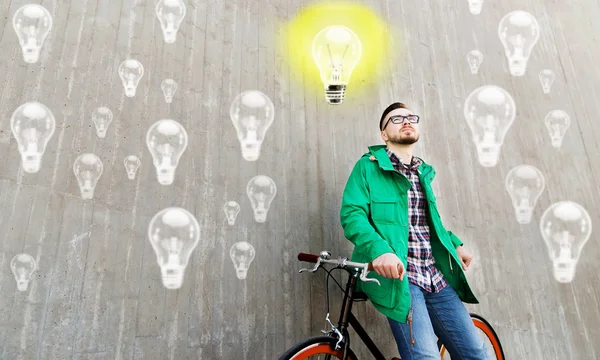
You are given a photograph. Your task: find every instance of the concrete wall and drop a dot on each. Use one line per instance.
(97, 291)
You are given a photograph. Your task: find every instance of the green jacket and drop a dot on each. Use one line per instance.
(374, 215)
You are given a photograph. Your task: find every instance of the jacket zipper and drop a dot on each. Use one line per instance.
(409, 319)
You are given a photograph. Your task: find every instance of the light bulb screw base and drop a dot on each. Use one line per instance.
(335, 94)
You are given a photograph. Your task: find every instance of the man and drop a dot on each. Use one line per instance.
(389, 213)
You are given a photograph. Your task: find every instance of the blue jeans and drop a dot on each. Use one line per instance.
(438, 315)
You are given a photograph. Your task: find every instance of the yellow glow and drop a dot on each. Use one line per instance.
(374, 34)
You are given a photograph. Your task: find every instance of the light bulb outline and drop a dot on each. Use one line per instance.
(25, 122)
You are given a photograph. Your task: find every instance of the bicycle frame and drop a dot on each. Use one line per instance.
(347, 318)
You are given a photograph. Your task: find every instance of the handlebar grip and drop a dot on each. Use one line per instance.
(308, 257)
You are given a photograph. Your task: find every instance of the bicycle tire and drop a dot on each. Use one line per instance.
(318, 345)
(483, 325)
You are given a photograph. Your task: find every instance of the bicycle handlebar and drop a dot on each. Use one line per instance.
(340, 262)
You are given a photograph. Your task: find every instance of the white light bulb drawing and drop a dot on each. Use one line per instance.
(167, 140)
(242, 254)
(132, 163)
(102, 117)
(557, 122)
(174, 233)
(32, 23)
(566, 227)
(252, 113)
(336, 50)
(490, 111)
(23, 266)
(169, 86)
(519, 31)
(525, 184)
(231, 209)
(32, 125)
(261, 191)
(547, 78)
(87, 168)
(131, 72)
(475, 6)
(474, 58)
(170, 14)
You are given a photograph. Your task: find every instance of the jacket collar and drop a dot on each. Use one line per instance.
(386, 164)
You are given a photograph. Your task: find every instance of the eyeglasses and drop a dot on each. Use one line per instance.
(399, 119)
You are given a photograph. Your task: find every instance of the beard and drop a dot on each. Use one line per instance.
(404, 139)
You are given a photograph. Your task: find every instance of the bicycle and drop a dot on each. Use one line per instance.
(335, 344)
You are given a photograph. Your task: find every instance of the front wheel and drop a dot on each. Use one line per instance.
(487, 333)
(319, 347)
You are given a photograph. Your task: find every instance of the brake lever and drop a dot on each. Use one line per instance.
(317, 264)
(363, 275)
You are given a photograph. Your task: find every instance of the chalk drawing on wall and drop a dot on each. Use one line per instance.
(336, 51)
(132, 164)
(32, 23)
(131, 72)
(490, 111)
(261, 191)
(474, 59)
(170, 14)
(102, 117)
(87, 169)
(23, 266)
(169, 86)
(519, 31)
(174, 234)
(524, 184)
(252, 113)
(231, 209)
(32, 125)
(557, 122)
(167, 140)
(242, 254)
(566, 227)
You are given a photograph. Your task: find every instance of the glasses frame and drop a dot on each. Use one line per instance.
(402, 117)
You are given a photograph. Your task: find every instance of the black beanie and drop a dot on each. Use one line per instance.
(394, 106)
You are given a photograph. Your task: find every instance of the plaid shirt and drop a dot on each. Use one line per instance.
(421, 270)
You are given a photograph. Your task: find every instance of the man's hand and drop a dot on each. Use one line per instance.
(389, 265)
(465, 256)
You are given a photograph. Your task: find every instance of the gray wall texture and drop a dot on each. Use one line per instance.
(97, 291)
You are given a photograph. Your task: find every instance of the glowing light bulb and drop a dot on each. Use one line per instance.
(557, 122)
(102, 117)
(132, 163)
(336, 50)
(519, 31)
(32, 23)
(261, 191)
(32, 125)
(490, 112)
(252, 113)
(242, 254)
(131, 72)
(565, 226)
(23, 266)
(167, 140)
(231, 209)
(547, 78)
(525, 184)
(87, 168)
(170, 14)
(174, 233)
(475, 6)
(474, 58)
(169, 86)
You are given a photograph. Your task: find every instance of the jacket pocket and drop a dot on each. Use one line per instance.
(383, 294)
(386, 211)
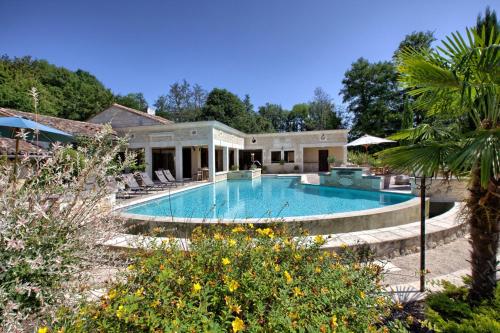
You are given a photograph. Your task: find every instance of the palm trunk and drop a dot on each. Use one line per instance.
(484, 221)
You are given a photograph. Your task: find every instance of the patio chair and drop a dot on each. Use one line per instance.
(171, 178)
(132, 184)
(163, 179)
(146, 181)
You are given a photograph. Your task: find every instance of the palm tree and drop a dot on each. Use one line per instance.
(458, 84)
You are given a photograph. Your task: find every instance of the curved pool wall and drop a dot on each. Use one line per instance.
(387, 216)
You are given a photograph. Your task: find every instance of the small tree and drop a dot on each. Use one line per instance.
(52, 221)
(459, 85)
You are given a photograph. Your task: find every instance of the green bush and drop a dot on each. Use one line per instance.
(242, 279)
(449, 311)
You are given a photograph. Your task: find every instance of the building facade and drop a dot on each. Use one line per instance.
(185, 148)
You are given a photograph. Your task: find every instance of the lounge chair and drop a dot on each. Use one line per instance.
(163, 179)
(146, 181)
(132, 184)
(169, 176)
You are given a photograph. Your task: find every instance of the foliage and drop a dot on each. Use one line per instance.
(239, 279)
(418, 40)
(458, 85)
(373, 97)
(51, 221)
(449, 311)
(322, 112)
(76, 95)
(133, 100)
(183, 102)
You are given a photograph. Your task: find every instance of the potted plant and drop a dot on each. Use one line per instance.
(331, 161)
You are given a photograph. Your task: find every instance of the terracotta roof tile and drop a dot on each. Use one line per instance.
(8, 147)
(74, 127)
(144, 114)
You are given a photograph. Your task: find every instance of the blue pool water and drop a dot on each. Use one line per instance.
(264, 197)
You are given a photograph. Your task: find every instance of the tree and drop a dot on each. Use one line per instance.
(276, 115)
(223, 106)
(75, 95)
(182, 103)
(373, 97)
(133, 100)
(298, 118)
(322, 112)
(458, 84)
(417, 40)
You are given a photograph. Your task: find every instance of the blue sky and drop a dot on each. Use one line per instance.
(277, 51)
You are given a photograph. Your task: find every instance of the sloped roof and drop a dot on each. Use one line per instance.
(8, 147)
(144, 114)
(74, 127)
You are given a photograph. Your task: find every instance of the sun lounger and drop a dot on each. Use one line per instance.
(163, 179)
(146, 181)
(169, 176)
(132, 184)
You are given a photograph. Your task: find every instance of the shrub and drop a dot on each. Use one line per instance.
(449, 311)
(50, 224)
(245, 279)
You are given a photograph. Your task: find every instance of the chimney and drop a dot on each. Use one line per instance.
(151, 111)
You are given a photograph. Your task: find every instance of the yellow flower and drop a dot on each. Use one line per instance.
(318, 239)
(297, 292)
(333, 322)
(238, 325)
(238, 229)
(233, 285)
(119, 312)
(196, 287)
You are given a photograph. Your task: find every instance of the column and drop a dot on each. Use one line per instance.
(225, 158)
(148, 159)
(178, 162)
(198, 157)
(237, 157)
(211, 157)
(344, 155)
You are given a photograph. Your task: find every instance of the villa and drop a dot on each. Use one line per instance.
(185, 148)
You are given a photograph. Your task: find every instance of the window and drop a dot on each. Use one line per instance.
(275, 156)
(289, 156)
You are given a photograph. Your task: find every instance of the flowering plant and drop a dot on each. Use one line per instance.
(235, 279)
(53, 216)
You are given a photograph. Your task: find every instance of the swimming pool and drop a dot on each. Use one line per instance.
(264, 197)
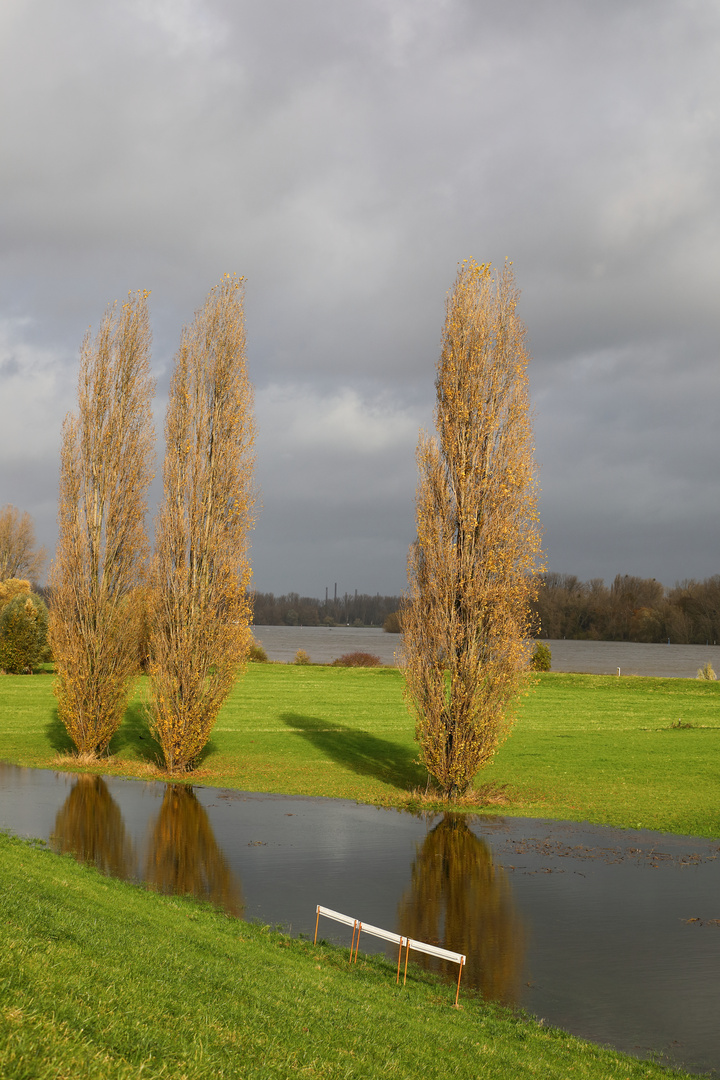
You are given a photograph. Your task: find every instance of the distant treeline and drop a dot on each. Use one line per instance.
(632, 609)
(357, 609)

————

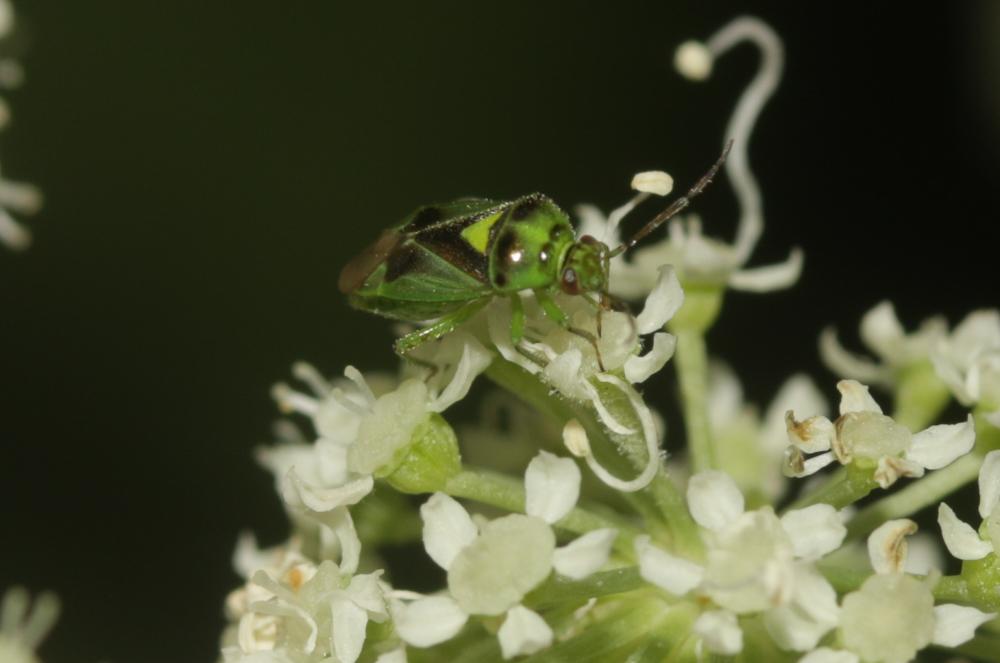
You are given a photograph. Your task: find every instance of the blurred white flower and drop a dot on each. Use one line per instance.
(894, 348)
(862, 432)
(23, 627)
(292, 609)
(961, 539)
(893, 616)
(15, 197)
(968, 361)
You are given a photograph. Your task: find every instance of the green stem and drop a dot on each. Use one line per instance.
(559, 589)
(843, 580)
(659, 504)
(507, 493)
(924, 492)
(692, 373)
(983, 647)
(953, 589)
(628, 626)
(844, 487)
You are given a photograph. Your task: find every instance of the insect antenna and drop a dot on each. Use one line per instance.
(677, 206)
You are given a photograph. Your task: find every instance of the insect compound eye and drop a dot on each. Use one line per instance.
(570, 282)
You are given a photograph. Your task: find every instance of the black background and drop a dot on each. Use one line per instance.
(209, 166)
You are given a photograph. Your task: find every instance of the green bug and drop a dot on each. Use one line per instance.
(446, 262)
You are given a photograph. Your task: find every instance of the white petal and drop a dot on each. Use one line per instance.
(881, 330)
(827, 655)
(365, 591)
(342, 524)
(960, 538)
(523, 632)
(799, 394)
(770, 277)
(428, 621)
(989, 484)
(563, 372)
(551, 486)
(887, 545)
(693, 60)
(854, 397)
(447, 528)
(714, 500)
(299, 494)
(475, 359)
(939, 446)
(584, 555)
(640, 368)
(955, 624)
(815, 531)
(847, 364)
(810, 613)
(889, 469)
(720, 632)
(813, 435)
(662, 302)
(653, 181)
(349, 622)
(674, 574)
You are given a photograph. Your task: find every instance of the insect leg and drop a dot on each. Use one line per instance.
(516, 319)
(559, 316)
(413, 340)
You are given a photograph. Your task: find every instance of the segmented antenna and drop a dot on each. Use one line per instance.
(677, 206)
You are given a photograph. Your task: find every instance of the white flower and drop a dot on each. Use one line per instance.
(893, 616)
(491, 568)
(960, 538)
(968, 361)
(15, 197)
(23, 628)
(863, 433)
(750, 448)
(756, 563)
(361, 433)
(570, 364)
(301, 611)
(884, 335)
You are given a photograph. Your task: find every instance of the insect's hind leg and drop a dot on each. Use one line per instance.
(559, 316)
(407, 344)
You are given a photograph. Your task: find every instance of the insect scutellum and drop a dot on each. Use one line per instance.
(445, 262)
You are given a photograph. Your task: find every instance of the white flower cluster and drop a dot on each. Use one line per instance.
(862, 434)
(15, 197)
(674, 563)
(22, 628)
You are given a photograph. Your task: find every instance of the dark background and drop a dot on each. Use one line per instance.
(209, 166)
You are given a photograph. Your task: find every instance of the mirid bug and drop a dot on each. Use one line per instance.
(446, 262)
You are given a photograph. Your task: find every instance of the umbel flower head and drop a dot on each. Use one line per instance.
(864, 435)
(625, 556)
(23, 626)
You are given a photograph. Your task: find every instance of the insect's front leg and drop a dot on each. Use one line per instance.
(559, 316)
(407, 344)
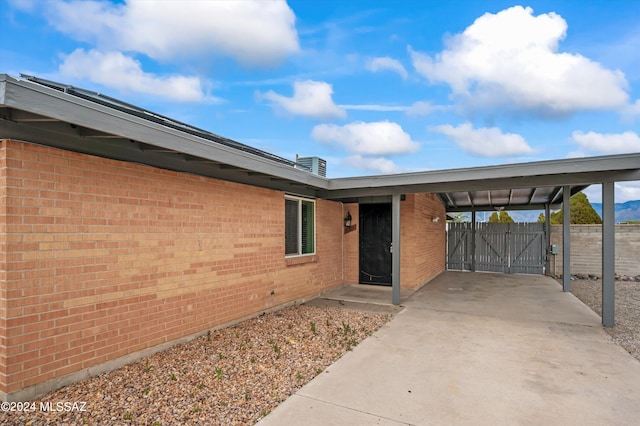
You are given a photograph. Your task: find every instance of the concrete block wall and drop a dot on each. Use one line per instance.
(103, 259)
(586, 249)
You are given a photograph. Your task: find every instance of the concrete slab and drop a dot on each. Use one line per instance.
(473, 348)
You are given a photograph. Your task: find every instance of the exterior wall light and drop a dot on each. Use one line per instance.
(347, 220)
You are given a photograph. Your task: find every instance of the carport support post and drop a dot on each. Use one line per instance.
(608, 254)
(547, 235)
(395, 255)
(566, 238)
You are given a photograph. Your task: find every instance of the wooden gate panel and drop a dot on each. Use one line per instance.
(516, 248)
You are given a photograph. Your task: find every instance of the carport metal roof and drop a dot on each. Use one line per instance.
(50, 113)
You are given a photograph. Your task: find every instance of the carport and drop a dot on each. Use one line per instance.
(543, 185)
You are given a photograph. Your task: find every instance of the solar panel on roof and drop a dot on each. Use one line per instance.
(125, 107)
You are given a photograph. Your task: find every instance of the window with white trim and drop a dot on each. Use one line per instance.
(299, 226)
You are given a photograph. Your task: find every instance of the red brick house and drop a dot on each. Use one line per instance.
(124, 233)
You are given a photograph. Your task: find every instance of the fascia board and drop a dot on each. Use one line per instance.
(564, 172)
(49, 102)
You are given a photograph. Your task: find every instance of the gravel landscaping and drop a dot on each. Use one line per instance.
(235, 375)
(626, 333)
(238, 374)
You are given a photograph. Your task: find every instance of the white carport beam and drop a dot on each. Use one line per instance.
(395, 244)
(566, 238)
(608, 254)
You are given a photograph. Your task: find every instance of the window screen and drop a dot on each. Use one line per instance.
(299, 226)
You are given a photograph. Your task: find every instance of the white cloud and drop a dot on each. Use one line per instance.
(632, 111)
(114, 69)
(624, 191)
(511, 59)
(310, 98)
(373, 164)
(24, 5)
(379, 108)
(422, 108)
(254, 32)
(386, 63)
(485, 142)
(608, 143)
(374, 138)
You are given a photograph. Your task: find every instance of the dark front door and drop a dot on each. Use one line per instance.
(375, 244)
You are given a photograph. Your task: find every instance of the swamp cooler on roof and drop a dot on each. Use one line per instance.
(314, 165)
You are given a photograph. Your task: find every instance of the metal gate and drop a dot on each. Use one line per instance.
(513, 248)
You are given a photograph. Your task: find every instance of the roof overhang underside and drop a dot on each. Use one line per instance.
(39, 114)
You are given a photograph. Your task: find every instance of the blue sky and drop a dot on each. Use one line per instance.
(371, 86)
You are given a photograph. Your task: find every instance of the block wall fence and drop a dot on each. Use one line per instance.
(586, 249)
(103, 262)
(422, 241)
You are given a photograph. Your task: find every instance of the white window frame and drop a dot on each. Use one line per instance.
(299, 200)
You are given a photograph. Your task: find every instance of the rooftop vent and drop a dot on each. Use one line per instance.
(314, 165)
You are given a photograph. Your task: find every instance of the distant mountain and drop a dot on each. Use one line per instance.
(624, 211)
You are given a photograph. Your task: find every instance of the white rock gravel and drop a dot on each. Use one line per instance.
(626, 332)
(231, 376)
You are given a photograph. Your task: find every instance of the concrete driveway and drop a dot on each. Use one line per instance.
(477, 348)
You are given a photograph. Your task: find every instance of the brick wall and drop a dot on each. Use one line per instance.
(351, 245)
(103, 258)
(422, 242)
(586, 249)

————

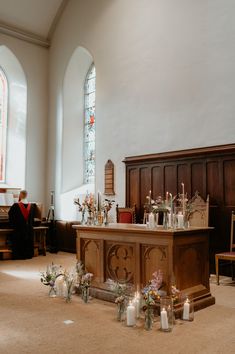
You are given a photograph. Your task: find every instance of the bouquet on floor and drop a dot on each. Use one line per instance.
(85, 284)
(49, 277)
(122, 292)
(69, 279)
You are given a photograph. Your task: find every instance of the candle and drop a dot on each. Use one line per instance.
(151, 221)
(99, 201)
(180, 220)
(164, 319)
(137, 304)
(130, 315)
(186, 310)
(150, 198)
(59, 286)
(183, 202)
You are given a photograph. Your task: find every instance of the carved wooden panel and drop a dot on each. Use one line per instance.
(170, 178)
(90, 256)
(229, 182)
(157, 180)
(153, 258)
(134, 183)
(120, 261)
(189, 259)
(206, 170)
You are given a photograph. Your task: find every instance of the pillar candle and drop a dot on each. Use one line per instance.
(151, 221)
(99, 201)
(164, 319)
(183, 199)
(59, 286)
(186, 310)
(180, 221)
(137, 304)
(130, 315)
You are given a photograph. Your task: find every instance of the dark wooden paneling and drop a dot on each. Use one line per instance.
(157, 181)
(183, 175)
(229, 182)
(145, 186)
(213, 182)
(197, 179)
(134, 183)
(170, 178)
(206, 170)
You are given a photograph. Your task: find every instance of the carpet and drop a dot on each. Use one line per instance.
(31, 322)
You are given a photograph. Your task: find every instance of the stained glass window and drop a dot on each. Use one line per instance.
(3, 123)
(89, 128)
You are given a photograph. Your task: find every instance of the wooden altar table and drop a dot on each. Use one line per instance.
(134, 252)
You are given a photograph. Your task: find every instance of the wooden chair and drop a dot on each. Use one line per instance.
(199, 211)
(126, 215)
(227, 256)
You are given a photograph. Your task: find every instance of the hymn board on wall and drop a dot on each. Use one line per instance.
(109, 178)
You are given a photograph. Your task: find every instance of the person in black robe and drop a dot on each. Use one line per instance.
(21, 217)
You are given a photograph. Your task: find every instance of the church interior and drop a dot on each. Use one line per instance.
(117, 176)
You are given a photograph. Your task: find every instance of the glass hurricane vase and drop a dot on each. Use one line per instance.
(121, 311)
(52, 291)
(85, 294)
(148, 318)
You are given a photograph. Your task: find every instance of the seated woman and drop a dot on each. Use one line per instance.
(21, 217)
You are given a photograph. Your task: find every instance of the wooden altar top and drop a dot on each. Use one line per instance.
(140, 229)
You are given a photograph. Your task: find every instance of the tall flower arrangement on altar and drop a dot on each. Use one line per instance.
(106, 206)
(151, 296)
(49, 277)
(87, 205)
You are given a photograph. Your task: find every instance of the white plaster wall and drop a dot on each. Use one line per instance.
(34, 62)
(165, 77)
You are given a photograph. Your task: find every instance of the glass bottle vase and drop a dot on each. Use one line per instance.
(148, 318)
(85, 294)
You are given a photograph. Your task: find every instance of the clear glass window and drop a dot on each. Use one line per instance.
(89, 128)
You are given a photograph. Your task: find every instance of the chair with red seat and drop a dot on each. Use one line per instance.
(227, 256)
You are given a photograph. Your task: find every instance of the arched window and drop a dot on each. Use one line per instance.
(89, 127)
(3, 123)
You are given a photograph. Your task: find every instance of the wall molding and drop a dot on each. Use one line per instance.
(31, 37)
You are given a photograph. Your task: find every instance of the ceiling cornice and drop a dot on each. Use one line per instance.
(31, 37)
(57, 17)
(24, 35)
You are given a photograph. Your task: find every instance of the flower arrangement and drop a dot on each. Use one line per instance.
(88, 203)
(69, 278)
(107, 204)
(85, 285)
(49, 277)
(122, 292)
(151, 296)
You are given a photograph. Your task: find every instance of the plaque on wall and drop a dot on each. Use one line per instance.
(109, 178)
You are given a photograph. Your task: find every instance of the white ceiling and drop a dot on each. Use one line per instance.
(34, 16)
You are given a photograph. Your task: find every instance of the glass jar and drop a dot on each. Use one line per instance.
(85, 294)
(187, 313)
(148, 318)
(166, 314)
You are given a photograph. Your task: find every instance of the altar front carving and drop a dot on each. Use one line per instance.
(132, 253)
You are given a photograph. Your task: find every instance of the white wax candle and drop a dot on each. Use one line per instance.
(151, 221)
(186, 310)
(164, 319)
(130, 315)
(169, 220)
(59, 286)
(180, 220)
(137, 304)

————

Problem requirements:
How many lines in the data above contain the string "palm"? Count them and reply with the number alone.

The output:
2